## Text block
Prove that a point $p ∈ \Bbb R$ is a limit point of A if and only if for every $\epsilon > 0$ there exists $y ∈ A$ such that $0 < |p − y| < \epsilon$.

Question

Alright, I posted this earlier and didn't really provide any context or format it correctly, so I figured I would fix all of that up. I'm a little confused on the idea of a limit point, so I was hoping to get some clarification. Our definition of a limit point is as follows:

We say that a point $p$ is a limit point of X if every neighborhood of $p$ contains infinitely many elements of X.

Equivalently, we say that $p$ is a limit point of X if every neighborhood of $p$ contains at least one point of X which is different from $p$.

I'm confused about where to go from here using our definition of a limit point.

Answer 1

Suppose $p$ is a limit point. We want to prove that for all $\varepsilon>0$, there exists $y$ such that $|y-p|<\varepsilon$. Let us take $\varepsilon>0$. As $(p-\varepsilon, p+\varepsilon)$ is a neighbourhood of $p$, there exists $y\in A$ that satifies $y\in (p-\varepsilon, p+\varepsilon)$. That is: $$y\in(p-\varepsilon, p+\varepsilon) \iff p-\varepsilon < y < p +\varepsilon \iff -\varepsilon < y-p < \varepsilon \iff |y-p|<\varepsilon$$

so $y\in A$ and $|y-p|<\varepsilon$.

## Given entries
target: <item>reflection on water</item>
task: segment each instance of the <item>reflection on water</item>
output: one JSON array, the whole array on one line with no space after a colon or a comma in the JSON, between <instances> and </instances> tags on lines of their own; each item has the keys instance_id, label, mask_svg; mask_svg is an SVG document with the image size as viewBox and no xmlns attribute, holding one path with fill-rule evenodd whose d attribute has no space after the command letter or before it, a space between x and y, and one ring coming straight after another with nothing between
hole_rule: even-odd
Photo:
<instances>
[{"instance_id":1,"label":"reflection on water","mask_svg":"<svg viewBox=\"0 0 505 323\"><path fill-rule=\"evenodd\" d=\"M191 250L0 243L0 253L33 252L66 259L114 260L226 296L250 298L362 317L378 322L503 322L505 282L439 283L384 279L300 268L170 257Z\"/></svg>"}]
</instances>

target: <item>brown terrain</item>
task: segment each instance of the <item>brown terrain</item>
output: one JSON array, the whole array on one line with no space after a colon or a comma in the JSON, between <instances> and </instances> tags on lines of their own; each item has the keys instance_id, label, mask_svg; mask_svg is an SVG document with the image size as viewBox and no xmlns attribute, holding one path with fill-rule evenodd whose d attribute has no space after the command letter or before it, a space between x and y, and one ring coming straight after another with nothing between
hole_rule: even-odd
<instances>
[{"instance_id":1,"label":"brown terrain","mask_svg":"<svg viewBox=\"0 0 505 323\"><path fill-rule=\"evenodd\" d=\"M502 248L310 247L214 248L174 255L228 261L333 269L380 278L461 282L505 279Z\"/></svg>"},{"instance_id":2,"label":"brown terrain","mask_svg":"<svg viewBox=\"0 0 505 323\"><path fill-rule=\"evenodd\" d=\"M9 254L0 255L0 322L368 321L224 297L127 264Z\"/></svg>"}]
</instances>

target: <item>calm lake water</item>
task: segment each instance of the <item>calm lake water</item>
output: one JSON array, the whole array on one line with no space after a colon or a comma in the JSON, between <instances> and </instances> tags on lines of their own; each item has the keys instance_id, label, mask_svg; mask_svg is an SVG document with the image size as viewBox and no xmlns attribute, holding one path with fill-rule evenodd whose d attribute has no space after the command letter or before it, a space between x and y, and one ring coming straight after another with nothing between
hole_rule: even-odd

## Goals
A - In the limit point thread, what does the first definition of a limit point require every neighborhood of $p$ to contain?
B - Continue the limit point thread, picking up right after its final sentence.
The material has no role in this exercise.

## Responses for each task
A - Every neighborhood of $p$ must contain infinitely many elements of X.

B -
Now, suppose that for all $\varepsilon>0$, there exists a point $y\in A$ such that $|p-y|<\varepsilon$ (that means $y\in(p-\varepsilon, p+\varepsilon)$.) We want to prove that $p$ is a limit point for $A$: that is, every neighbourhood of $p$ contains a point of $A$. Let $V$ be a neighbourhood of $p$, it must contain an interval of the form $(p-\varepsilon, p+\varepsilon)$ for a certain $\varepsilon$. So there is an $y\in A$ that satisfies $y\in(p-\varepsilon, p+\varepsilon)$, because of our hypothesis. We conclude noting that $(p-\varepsilon, p+\varepsilon)\subset V$, so that element $y\in A$ also satisfies $y\in V$.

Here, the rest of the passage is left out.